[Dataset rows]

╭──

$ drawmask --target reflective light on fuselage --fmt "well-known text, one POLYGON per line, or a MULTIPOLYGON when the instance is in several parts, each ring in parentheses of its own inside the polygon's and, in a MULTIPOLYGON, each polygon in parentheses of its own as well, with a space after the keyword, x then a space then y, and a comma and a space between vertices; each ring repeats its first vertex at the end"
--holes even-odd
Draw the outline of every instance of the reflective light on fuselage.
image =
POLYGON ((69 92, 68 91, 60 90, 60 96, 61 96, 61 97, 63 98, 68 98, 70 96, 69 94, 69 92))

╰──
╭──

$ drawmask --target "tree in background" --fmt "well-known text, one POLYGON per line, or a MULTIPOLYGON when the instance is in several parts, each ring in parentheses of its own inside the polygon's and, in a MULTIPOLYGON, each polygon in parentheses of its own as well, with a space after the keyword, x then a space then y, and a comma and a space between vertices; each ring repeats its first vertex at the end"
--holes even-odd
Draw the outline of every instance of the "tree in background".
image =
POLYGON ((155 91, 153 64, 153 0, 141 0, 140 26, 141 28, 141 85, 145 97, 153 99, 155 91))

╰──

_EXERCISE DIRECTIONS_
Please write out again the lines between the line holding "drawmask --target reflective" and the line holding "POLYGON ((69 92, 68", inclusive, requests included. Increase every polygon vertex coordinate in the answers by 103.

_SOLUTION FOR THIS TASK_
$ drawmask --target reflective light on fuselage --fmt "well-known text, one POLYGON per line, or a MULTIPOLYGON when the instance is in several parts, each ring in parentheses of its own inside the polygon's and, in a MULTIPOLYGON, each polygon in parentheses of its own as well, with a space after the keyword, x then a space then y, and a comma and a space between vertices; each ring repeats its first vertex at the end"
--holes even-odd
Draw the outline of every instance of the reflective light on fuselage.
image =
POLYGON ((172 195, 171 194, 163 193, 163 199, 164 199, 164 200, 166 201, 171 201, 173 199, 172 197, 172 195))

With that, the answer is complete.